**Supplied text:**
╔══

Introduction to Ensemble Learning

Introduction to Ensemble Learning

Nobody can know everything but with help, we can overcome every obstacle. That’s exactly the idea behind ensemble learning. Eventhough, individual models might produce weak results combined they might be unbeatable.

And ensemble models are exactly that — models consisting of a combination of base models. The only difference being the way they combine the models which can range from simple methods like averaging or max voting to more complex like Boosting or stacking.

Ensemble learning techniques have seen a huge jump in popularity in the last years. This is because they can help you to build a really robust model from a few “weak” models, which eliminates a lot of the model tuning that would else be needed to achieve good results. They are especially popular in data science competitions because for these competitions the highest accuracy is more important than the runtime or interpretability of the model. This most often isn’t the case in the industry but that doesn’t mean that ensembling can’t be of use for such applications. Rather it means that it isn’t used at the same scale for industry problems as it is for data science competitions.

In this article, we will go through the most  common ensembling techniques out there. You will learn how they work and how you can use them with Python. We will work on the House Price Regression data-set which can be freely downloaded from Kaggle.

Also, the full code for both regression and classification is available on my Github. If you have any questions or recommendations feel free to leave a comment down below or contact me on social media.

Importing libraries and loading data-set

After downloading the data-set we can import everything needed and load in the data-set with the following code.

import numpy as np
import pandas as pd
import matplotlib.pyplot as plt
%matplotlib inline
import seaborn as sns
import pathlib
from scipy import stats
from scipy.stats import norm, skew

from sklearn.linear_model import Lasso
from sklearn.ensemble import GradientBoostingRegressor, RandomForestRegressor
from sklearn.pipeline import make_pipeline
from sklearn.preprocessing import RobustScaler

import xgboost as xgb
import lightgbm as lgb

import warnings
warnings.filterwarnings("ignore")

path = pathlib.Path('<path of data-set>')

# Load in the train and test dataset
train = pd.read_csv(path/'train.csv')
test = pd.read_csv(path/'test.csv')

train.head()
Initial data-set
Figure 2: House Price Regression data-set

Feature Engineering

This data-set has quite a few interesting features and therefore we can get huge accuracy gains by creating the right features but because this isn’t the topic of this article we won’t go into further detail.

If you are still interested in the feature engineering I would recommend you to check out this excellent Kaggle kernel, which not only includes excellent feature engineering but also shows how to do stacking.

After executing all the feature engineering code from the kernel we have a data-set with 221 columns — a mixture of categorical and continues once.

Cleaned data-set
Figure 2: Data-set after feature engineering

Base Models

Before we can start working through the different ensembling techniques we need to define some base models which will be used for ensembling. For this data-set, we will use a Lasso  regression, GradientBoosting, XGBoost, and lightGBM model.

╚══

**Brief 1:**
In the ensemble learning article, how many columns does the data-set have after the feature engineering code from the kernel has been run?
The records that follow bear no relation to the ensemble learning article.

[Data drawn from a collection]
╔══

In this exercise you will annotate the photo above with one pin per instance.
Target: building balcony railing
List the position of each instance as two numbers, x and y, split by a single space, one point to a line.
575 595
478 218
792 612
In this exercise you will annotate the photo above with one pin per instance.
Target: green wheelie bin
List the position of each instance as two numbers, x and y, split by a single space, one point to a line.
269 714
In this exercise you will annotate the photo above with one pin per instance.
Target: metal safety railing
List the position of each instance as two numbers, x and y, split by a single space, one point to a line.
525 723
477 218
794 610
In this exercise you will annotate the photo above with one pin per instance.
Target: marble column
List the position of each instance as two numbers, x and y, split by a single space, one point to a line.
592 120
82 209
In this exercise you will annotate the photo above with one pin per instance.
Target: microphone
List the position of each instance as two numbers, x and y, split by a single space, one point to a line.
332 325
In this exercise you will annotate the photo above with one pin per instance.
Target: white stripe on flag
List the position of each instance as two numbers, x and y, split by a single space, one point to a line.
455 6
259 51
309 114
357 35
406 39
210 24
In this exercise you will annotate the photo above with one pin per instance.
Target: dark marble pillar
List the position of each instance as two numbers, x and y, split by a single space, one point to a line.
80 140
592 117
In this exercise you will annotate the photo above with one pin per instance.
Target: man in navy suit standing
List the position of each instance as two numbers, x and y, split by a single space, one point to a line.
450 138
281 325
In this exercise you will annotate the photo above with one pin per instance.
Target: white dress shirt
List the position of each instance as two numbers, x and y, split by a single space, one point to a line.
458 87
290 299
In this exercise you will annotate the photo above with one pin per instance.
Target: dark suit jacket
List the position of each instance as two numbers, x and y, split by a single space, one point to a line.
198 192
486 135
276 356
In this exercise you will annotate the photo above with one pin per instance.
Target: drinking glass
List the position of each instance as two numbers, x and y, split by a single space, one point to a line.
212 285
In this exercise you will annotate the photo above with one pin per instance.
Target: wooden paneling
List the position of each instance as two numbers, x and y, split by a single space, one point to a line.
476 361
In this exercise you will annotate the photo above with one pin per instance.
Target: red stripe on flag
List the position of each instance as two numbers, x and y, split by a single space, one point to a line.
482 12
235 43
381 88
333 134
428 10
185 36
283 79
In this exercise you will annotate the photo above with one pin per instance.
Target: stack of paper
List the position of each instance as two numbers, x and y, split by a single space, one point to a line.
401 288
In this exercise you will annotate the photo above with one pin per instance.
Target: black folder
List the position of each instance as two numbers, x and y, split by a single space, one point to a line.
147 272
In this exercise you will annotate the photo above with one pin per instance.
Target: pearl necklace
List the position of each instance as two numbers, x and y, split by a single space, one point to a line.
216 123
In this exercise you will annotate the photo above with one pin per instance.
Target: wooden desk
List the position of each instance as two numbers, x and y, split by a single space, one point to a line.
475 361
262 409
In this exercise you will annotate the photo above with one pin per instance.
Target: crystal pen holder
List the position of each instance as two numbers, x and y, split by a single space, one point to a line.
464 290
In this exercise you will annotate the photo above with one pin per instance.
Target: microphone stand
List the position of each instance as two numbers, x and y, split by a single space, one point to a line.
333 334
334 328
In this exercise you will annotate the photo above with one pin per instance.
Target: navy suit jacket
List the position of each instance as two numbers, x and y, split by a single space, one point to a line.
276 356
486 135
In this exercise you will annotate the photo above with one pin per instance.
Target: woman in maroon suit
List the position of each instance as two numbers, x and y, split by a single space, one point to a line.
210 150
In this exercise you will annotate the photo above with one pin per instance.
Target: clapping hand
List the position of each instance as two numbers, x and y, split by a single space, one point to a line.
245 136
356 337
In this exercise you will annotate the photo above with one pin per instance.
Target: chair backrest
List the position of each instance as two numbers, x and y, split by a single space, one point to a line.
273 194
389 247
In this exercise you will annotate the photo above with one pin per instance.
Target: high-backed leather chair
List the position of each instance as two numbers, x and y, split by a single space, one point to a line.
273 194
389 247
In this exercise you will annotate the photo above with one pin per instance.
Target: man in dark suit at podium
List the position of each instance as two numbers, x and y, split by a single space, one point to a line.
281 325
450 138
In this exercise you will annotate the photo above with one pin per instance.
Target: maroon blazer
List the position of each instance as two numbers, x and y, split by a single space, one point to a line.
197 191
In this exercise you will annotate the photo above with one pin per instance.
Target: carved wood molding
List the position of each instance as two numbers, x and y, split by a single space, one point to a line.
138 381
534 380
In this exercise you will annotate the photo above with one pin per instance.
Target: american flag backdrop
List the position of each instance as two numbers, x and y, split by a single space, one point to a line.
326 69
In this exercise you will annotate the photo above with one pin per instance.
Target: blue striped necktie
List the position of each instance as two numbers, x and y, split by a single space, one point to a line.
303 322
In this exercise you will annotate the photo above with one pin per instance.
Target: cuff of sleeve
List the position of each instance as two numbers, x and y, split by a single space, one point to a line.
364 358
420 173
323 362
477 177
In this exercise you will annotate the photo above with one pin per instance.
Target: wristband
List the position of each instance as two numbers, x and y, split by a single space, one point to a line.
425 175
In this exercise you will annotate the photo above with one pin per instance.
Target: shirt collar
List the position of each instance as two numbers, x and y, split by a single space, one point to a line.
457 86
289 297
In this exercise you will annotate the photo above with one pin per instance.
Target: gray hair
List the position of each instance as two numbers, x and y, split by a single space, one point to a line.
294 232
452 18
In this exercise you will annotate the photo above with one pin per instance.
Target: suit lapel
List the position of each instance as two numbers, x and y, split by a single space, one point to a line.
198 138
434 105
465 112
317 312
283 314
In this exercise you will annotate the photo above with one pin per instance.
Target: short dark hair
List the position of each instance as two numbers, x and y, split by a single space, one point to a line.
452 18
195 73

╚══

**Brief 2:**
Pick out each line of the records containing the string "marble", treating uppercase and lowercase as different.

**Full output 1:**
221 columns.

**Full output 2:**
Target: marble column
Target: dark marble pillar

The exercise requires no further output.